> Problem statement
Output exactly the lines from the line with "For every instance of the asphalt" through the end of the records below. Include nothing else.
+++++
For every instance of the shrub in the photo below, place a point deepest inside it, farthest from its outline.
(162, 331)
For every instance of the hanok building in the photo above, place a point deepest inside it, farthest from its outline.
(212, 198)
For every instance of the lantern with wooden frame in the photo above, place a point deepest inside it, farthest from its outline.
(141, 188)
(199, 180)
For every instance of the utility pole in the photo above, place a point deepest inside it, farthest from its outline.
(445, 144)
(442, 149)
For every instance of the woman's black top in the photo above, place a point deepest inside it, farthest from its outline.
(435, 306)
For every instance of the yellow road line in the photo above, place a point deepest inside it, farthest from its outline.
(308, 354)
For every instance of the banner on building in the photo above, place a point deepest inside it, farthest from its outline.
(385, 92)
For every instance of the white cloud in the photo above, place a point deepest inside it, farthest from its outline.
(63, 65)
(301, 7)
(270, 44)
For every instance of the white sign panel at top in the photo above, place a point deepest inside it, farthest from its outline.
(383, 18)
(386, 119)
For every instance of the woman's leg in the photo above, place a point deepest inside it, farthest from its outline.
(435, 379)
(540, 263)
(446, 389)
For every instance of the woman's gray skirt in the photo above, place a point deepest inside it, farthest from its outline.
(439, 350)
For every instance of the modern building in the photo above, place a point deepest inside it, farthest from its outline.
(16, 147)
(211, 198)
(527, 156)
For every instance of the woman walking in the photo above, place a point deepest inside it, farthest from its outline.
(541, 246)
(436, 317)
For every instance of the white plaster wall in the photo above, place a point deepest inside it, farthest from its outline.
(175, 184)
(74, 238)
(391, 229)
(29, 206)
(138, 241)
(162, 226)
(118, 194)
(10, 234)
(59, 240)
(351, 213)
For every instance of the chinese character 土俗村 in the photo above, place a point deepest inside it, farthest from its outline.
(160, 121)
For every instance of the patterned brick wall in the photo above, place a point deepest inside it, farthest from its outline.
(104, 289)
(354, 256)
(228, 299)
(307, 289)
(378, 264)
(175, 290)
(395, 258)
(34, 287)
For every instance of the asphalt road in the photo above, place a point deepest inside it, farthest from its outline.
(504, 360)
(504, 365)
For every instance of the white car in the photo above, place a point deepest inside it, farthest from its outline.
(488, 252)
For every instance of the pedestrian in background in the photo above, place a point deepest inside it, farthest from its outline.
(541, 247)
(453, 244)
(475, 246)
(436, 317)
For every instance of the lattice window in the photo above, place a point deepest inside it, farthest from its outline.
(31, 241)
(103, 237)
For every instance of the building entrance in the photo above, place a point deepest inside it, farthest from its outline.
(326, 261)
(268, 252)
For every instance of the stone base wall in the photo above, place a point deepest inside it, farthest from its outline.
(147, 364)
+++++
> Written reply
For every instance of the asphalt road in the photo above, place a point deepest inside it, farthest from its outline.
(504, 360)
(504, 365)
For every instance of the white car in the photo above, place a point deepest inside it, farthest from its outline.
(488, 252)
For every instance of the pedestrian in background in the photo above, place a point deepest inside it, farthest from its outline.
(541, 247)
(453, 244)
(475, 246)
(436, 317)
For every instance of the lattice window in the photo above, place a point deepest inside it, farthest from its outline.
(31, 241)
(103, 237)
For every instance of the building entrance in the photo above, place a point deepest inside it, farthest from its outline.
(326, 261)
(268, 252)
For every instance of the stone base wall in the photo above, place a point deepest inside it, farthest from its outline.
(147, 364)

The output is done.